◆ **Document passage**
Trump believes this investment in the military, which could be a boon to the industrial sector of the economy, can largely be paid for by auditing the Pentagon and eliminating wasteful spending programs in Washington.
7. Reduce federal regulatory oversight
Speaking of reducing wasteful spending, part of Trump's U.S. economic growth proposals includes reducing regulatory oversight that he believes is hindering businesses. Trump plans to end the Waters of the U.S. Rule, which covers which rivers, streams, lakes, and marshes fall under the jurisdiction of the Environmental Protection Agency, and he'd "scrap" the EPA's Clean Power Plan to save more than $7 billion annually.
Aside from eliminating these oversights, Trump would introduce a moratorium on new agency regulations, too.

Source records

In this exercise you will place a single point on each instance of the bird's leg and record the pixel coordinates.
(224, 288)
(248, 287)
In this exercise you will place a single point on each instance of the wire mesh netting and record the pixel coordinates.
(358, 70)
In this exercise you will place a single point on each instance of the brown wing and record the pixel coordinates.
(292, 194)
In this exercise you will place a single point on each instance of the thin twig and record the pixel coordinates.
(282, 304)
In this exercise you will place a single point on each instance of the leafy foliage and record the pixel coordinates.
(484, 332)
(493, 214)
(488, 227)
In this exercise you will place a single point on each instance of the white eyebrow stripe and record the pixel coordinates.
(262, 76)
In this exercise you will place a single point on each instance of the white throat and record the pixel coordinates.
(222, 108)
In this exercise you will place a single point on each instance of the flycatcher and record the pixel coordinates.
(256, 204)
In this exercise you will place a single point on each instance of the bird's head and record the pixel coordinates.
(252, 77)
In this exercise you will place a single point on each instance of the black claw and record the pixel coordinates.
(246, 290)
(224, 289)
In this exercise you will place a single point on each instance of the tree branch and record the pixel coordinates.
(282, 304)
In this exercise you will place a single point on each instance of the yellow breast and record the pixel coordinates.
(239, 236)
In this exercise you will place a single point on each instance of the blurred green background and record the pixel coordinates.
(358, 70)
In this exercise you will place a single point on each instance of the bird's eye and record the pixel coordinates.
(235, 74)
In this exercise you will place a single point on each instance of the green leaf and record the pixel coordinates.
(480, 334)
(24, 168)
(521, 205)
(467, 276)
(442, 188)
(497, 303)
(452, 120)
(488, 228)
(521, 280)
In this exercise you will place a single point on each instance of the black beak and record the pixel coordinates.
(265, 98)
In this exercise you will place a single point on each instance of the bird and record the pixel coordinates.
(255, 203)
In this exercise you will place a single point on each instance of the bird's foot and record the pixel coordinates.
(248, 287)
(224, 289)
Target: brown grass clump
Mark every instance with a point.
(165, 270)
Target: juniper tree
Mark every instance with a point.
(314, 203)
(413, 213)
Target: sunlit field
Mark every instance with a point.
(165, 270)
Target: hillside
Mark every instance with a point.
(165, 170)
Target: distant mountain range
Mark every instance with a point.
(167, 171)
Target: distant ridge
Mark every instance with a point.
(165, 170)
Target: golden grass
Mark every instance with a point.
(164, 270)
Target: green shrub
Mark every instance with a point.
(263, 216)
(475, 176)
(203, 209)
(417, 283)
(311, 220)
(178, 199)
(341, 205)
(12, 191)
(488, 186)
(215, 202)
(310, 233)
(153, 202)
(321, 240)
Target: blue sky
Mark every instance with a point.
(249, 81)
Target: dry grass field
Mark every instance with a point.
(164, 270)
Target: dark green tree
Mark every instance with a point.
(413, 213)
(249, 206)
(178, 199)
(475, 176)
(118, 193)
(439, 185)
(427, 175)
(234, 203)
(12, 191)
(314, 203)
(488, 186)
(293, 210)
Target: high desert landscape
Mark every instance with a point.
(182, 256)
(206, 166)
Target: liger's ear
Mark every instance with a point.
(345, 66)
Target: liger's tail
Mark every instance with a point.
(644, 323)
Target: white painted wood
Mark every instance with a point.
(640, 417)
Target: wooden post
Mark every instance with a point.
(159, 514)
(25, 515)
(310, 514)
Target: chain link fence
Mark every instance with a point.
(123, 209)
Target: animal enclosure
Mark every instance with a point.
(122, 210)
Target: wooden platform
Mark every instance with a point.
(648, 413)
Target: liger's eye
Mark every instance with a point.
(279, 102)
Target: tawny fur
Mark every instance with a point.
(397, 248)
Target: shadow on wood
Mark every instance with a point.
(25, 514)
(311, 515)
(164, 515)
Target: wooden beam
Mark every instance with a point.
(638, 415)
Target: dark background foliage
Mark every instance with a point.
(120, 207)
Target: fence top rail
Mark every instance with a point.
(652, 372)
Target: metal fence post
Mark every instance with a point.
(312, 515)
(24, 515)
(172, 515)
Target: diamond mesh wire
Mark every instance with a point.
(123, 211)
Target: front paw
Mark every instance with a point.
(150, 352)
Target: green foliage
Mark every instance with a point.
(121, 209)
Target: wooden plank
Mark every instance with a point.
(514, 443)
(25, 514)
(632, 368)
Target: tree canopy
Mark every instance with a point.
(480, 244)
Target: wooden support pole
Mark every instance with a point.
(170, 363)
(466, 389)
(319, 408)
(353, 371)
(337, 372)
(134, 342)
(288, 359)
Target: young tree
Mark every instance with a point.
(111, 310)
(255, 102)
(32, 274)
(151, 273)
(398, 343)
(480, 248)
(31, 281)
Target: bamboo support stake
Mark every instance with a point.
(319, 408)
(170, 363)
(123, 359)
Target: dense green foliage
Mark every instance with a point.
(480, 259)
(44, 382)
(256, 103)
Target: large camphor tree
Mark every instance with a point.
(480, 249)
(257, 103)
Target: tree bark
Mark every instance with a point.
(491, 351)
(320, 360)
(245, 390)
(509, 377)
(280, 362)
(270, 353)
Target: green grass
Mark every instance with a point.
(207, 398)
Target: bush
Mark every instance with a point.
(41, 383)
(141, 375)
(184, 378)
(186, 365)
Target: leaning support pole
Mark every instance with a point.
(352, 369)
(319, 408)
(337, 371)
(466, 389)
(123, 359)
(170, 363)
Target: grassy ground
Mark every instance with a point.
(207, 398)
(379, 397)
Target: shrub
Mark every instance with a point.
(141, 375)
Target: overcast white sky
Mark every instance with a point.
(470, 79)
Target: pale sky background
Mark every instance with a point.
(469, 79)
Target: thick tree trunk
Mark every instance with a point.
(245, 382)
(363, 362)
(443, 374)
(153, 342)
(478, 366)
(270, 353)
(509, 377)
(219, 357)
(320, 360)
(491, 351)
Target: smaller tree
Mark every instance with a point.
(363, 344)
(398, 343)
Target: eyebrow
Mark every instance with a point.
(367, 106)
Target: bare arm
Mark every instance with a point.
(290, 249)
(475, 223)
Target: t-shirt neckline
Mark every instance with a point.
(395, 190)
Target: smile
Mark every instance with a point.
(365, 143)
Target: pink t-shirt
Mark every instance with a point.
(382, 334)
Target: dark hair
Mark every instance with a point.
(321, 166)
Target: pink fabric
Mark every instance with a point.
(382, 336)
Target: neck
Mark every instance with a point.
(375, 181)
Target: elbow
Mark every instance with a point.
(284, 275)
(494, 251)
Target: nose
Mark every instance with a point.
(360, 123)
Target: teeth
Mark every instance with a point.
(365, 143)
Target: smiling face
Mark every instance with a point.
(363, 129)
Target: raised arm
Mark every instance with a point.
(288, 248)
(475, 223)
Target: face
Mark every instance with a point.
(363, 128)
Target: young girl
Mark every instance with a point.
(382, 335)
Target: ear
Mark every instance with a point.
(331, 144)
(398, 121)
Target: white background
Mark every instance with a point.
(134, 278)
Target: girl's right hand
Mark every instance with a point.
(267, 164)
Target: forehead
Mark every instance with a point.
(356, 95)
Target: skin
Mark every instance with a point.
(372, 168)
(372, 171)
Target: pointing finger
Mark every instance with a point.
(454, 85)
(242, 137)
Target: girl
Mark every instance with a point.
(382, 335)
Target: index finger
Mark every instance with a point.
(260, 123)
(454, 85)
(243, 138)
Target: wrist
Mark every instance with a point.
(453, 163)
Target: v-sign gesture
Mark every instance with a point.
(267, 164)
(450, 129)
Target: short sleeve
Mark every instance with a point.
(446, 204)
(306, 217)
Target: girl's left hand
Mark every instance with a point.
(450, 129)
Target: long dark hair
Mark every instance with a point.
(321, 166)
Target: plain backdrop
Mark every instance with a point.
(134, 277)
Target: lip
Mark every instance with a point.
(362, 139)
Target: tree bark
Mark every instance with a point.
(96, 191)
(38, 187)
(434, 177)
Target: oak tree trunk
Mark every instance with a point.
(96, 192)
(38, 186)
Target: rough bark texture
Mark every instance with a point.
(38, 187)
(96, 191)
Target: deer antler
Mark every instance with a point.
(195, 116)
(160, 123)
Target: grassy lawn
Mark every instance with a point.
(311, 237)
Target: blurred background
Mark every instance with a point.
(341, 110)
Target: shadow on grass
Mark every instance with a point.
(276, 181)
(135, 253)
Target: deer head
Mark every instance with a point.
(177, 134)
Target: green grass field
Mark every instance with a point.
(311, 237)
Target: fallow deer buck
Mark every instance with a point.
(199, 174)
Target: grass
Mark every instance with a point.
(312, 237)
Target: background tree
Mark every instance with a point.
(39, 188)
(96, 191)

◆ **Task list**
1. In the passage on Trump's economic proposals, how much would scrapping the EPA's Clean Power Plan save each year?
2. Can you render this sentence from the passage on Trump's economic proposals in Spanish: "Aside from eliminating these oversights, Trump would introduce a moratorium on new agency regulations, too."
3. Repeat the passage on Trump's economic proposals from "Trump believes this" up to and including "programs in Washington.".

◆ **Task-by-task outputs**
1. More than $7 billion annually.

2. Además de eliminar estas supervisiones, Trump también introduciría una moratoria sobre las nuevas regulaciones de las agencias.

3.
Trump believes this investment in the military, which could be a boon to the industrial sector of the economy, can largely be paid for by auditing the Pentagon and eliminating wasteful spending programs in Washington.